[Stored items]
——————————
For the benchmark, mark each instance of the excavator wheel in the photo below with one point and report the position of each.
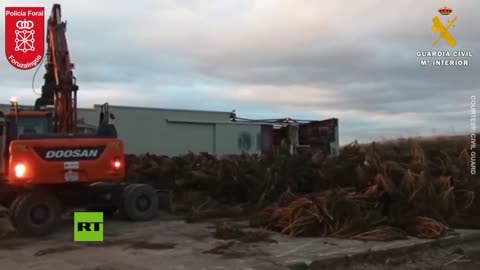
(11, 210)
(139, 202)
(36, 213)
(108, 211)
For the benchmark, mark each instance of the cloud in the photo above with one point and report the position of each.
(272, 58)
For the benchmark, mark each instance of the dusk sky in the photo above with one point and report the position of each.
(304, 59)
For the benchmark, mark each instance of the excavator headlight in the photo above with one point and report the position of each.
(20, 170)
(117, 163)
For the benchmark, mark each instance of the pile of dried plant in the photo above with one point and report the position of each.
(377, 191)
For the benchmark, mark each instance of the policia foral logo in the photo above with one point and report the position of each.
(88, 227)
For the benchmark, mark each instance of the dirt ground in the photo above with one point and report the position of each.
(456, 257)
(170, 243)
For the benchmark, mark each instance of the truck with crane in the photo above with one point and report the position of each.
(48, 169)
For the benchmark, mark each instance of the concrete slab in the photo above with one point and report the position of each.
(173, 244)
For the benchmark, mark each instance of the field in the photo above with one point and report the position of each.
(379, 191)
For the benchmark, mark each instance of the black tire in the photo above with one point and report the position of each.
(108, 211)
(36, 203)
(139, 202)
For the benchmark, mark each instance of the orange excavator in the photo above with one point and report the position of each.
(48, 169)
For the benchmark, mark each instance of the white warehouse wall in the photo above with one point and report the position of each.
(174, 132)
——————————
▶ _What to work on_: Retype all of the records above word for word, omitting the pictures.

▶ _Reply to the task_:
For the benchmark, mark each instance of the excavator wheel in the photo below with one point and report the position of each.
(11, 210)
(139, 202)
(36, 213)
(108, 211)
For the benchmark, mark each instance of the cloud in the photo above with one point and report the position of each.
(272, 58)
For the benchmark, mark each instance of the dusk sky in the photo above with one point and report the position of each.
(304, 59)
For the benchmark, mark each instance of the excavator headlight in the photo above with one point and report the position of each.
(20, 170)
(117, 163)
For the benchmark, mark each instance of the pile of dried plant in the photo above with one point and report the position of each.
(377, 191)
For the benchmark, mark each instance of the policia foral logo in the photo above with one point and report the position of each.
(88, 227)
For the benchmark, mark each instance of the dirt ground in the photo above with one point and report the position of each.
(456, 257)
(170, 243)
For the benchmark, mark each instance of the truck with crane in the photo above with one point and report the position of each.
(48, 169)
For the benchmark, mark each instance of the concrete slab in the photo above with one point and report the position of each.
(173, 244)
For the benchmark, mark each instance of the field in the photo above with one point and report the position of each.
(379, 191)
For the benchmark, mark each instance of the black tire in the photo above with one point and report the position of each.
(108, 211)
(36, 203)
(139, 202)
For the benchmark, mark each instance of the orange excavator in the photo above with one point and report the position of each.
(48, 169)
For the benchmark, mark each instance of the white warehouse wall in the photo above with one point and report the position of each.
(174, 132)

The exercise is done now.